(Named-object pointing entries)
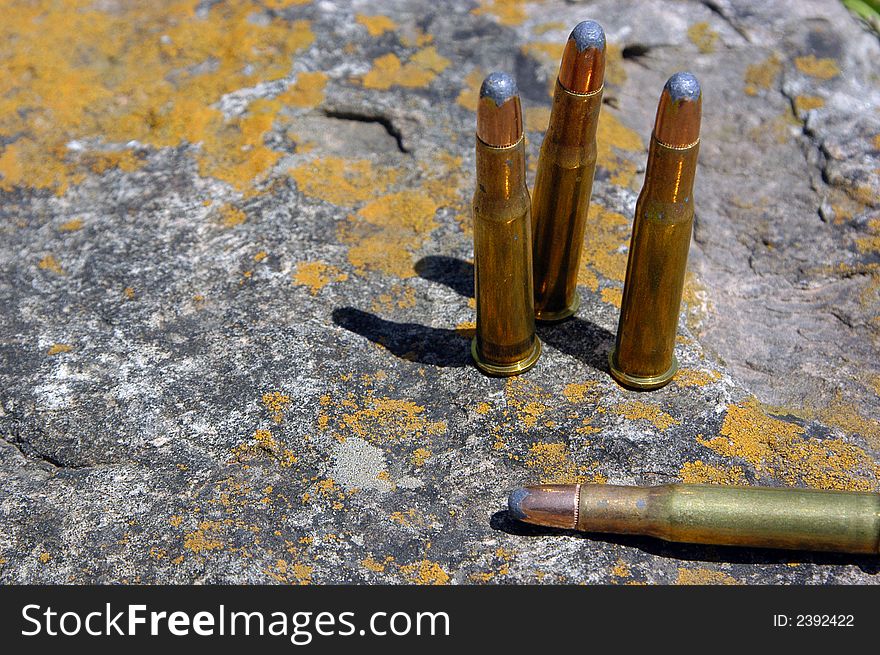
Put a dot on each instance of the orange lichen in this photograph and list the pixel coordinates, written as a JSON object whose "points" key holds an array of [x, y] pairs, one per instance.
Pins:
{"points": [[820, 68], [419, 71], [555, 466], [425, 572], [635, 410], [147, 74], [317, 275], [376, 25], [71, 225], [762, 75], [704, 576], [703, 36], [342, 182], [385, 231], [607, 235], [277, 403], [578, 392], [700, 472], [613, 296], [777, 448], [689, 377], [49, 263], [805, 103]]}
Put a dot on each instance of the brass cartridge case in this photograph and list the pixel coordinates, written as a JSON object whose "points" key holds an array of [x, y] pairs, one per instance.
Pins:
{"points": [[505, 342], [799, 519], [644, 353], [564, 180]]}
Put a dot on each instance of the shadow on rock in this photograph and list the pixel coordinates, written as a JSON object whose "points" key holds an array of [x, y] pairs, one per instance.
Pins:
{"points": [[581, 339], [503, 522], [457, 274], [410, 341]]}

[Task brief] Copy every entry above word for word, but leave out the pictures.

[Answer to this exercise]
Put a dot on each instance of the orange lichen in this photograph and list the pixel coordinates, written as a JSON object whose "points" key holds an array of [x, y] pairs, one per instance.
Pins:
{"points": [[820, 68], [419, 71], [555, 466], [425, 572], [635, 410], [147, 74], [317, 275], [376, 25], [71, 225], [762, 75], [704, 576], [703, 36], [342, 182], [385, 231], [607, 235], [277, 403], [578, 392], [700, 472], [613, 296], [777, 448], [689, 377], [49, 263], [805, 103]]}
Put a dot on each instance of the brass cartridge case in this photograph and list the pixel coordinates, written as a JSON object whose "points" key holds an array of [x, y] pairs, one per instance.
Pins:
{"points": [[505, 342], [799, 519], [644, 353], [564, 180]]}
Put a dot on each instance of the shadow on rock in this photograph and list the pixel coordinates, written as a JSON object whose "points" key holds an array of [x, y] pairs, one per instance.
Pins:
{"points": [[581, 339], [503, 522], [457, 274], [410, 341]]}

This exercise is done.